* [Records for the task]:
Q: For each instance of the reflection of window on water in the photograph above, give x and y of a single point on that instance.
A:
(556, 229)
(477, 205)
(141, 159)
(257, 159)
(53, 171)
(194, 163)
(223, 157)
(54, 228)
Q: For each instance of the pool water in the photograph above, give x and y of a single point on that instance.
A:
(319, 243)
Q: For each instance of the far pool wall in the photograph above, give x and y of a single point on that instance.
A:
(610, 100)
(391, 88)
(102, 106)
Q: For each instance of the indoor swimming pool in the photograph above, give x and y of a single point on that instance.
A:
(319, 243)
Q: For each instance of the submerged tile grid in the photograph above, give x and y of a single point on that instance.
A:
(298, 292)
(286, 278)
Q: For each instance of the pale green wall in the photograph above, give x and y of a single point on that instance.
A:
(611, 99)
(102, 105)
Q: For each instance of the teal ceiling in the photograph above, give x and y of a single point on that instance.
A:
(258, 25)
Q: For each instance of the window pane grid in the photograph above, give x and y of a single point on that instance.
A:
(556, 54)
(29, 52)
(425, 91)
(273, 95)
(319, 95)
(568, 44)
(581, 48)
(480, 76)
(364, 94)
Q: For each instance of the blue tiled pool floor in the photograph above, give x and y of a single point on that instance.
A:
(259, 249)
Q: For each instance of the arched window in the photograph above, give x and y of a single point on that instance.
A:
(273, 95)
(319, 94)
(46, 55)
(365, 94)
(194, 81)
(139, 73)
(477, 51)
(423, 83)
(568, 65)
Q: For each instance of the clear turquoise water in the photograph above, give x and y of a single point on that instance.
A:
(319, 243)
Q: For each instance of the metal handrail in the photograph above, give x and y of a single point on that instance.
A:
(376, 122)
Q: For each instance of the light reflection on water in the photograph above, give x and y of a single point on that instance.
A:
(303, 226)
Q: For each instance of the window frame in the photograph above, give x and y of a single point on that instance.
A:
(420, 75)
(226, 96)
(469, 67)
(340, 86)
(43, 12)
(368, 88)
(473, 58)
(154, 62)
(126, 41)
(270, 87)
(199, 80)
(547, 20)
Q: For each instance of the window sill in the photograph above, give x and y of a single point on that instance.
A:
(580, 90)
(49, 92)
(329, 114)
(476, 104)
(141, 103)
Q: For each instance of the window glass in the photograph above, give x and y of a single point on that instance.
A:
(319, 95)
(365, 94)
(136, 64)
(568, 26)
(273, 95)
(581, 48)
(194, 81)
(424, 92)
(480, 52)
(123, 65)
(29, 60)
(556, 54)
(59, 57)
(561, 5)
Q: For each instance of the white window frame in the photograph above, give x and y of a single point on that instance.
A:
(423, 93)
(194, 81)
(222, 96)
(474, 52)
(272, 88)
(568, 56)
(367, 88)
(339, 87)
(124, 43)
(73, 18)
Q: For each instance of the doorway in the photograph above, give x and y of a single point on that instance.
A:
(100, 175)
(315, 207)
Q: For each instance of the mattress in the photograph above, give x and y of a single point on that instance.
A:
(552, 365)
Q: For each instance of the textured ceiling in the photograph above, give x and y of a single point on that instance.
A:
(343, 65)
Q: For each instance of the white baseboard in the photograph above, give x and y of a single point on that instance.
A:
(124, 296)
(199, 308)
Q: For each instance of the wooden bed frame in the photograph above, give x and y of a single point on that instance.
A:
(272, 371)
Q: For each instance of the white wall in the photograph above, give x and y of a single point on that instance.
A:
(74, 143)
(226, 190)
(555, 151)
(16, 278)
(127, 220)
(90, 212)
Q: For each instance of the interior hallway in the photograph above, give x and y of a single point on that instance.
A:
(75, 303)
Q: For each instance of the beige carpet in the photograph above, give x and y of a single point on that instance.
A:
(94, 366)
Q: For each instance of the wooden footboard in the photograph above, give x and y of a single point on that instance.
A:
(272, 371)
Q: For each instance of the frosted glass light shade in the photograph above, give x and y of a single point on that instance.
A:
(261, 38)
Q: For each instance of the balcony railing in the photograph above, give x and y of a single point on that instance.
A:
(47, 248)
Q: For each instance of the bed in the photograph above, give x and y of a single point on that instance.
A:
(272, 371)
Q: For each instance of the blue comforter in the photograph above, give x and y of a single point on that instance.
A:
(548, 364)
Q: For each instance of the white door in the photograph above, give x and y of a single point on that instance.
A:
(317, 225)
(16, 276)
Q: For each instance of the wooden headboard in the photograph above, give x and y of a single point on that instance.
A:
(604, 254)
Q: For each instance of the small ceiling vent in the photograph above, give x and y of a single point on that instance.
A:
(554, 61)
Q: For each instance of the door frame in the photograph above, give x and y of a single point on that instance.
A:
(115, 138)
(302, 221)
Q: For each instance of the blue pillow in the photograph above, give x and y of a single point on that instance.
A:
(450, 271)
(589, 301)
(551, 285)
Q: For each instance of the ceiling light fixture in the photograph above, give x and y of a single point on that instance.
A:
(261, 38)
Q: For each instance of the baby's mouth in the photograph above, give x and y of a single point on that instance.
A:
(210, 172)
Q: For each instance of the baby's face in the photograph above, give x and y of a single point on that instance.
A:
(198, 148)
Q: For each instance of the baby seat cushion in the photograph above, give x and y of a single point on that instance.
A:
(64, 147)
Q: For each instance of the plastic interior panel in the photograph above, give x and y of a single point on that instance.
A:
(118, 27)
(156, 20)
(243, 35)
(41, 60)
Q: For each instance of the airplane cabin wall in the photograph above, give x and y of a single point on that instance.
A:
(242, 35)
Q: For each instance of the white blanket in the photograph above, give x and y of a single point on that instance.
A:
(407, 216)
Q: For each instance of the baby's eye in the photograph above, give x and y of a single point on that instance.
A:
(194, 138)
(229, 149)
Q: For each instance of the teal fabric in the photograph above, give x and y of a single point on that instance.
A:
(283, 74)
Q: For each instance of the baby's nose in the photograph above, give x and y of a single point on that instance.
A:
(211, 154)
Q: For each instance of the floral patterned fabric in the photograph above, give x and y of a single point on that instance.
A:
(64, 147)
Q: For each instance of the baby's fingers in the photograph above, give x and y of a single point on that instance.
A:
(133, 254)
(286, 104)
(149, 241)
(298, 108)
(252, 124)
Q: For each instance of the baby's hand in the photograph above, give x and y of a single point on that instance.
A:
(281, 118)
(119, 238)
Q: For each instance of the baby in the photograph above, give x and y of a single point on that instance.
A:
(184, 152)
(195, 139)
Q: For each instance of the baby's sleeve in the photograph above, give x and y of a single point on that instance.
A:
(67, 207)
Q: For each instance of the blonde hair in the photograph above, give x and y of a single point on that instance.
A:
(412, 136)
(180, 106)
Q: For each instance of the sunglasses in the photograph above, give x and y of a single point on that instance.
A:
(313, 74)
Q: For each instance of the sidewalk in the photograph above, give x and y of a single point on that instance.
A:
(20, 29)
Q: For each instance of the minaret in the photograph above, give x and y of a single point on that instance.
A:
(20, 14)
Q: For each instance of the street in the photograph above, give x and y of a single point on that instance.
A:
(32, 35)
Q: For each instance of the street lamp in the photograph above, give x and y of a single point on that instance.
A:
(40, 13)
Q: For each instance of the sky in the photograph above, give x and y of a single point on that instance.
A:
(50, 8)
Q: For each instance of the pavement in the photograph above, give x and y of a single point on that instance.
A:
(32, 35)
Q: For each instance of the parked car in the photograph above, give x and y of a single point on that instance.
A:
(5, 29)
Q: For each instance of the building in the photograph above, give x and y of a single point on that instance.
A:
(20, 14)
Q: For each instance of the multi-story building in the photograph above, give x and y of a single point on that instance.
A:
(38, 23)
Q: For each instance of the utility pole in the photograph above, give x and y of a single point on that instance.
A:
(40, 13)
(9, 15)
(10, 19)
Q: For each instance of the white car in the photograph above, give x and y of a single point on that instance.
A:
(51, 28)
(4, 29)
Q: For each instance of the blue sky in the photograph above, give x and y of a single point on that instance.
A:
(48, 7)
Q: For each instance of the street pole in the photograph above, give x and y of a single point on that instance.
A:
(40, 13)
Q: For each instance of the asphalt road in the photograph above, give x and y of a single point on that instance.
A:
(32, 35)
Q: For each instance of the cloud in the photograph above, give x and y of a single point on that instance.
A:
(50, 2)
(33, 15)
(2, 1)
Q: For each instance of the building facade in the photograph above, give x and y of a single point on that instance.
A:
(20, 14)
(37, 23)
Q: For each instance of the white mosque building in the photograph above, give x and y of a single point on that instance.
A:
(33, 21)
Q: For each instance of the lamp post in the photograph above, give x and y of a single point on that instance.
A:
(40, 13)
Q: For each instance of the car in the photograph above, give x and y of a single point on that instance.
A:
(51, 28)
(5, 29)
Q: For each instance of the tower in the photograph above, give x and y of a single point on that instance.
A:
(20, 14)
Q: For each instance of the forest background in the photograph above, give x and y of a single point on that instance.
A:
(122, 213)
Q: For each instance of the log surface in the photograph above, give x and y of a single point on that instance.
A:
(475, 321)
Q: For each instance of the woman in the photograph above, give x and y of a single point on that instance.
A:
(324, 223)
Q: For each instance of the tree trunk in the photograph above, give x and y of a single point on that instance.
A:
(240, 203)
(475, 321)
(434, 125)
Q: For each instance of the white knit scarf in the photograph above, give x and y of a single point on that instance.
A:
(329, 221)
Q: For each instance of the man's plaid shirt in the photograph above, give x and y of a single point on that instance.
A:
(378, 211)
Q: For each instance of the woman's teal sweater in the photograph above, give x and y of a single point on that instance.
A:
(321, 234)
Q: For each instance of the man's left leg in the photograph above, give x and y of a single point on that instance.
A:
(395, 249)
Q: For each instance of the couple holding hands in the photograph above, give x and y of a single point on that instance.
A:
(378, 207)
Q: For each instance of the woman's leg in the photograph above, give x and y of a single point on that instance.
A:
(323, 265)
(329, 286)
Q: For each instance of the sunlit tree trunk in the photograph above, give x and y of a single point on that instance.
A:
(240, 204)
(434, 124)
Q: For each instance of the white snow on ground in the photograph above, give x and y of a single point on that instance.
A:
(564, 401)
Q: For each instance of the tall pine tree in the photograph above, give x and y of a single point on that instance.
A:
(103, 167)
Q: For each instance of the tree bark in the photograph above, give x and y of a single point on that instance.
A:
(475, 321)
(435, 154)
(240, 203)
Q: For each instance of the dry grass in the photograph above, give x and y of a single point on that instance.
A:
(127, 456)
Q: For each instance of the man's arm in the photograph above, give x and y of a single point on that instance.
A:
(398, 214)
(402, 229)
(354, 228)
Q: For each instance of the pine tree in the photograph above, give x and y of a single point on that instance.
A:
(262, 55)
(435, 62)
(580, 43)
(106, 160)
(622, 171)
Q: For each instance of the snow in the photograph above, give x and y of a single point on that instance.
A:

* [Task brief]: Please give an exact copy of the lines above, beginning with the line containing "Q: For each instance of the building facade" and running through the line containing "Q: For each instance of the white mosque", and of no other lines.

* [Written answer]:
Q: For each instance of the building facade in the photograph above, give x and y of a single point on that instance.
A:
(20, 14)
(37, 23)
Q: For each instance of the white mosque building in the photograph above, give x and y of a single point on that instance.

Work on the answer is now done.